** Text block **
####

Is sustainability capable of future-proofing the nonwovens industry? A risk-assessment approach to the value chain
This article was originally published in the Sustainable Nonwovens Magazine (SNW), Issue December/January, 2025. Republished with permission. All rights reserved.
EDANA’s Sustainability Director, Rawaa Ammar, highlights the importance of reframing sustainability not just as compliance, but as a crucial risk-management tool and competitive advantage that future-proofs the nonwovens value chain against a volatile global landscape.
Why sustainability is risk management?
The imperative for sustainability has accelerated from a niche corporate social responsibility to the central organizing principle for industrial strategy, profoundly influencing capital expenditure, supply chain resilience, and market access.
This transition is driven by a confluence of global forces: the escalating reality of climate change, the unified framework of the UN Sustainable Development Goals (SDGs), and the extensive regulatory ambition of the EU Green Deal. These factors create a mandatory focus on Responsible Production and Consumption, pushing the nonwovens sector, an industry characterized by versatile, engineered materials, toward rapid systemic shifts.
EDANA’s Sustainability Director, Rawaa Ammar, highlights the importance of reframing sustainability not just as compliance, but as a crucial risk-management tool and competitive advantage that future-proofs the nonwovens value chain against a volatile global landscape.

####

[Examples of point labeling]

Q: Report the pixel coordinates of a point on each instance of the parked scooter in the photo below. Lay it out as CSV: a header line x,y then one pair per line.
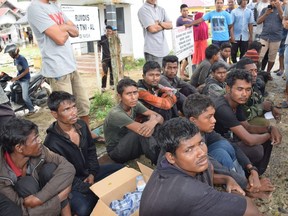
x,y
39,91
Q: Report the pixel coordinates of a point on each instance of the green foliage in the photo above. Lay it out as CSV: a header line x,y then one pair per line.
x,y
101,105
132,64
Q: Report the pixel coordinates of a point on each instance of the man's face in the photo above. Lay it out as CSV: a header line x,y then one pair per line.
x,y
240,91
252,69
152,77
220,74
231,4
33,145
67,113
190,156
226,52
129,96
205,121
153,2
170,69
109,32
184,12
244,3
219,4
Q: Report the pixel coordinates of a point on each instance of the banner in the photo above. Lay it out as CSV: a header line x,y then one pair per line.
x,y
87,21
183,42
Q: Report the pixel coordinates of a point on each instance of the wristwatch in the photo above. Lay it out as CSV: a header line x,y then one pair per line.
x,y
252,168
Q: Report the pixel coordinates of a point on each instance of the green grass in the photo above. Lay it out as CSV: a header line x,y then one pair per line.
x,y
101,105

####

** Task instructions **
**1)** From the nonwovens sustainability article above, transcribe the passage starting with "Is sustainability capable" and going on through "is risk management?".
**2)** According to the nonwovens sustainability article, which three global forces are driving the transition?

** Final answers **
**1)**
Is sustainability capable of future-proofing the nonwovens industry? A risk-assessment approach to the value chain
This article was originally published in the Sustainable Nonwovens Magazine (SNW), Issue December/January, 2025. Republished with permission. All rights reserved.
EDANA’s Sustainability Director, Rawaa Ammar, highlights the importance of reframing sustainability not just as compliance, but as a crucial risk-management tool and competitive advantage that future-proofs the nonwovens value chain against a volatile global landscape.
Why sustainability is risk management?

**2)** The escalating reality of climate change, the UN Sustainable Development Goals (SDGs), and the extensive regulatory ambition of the EU Green Deal.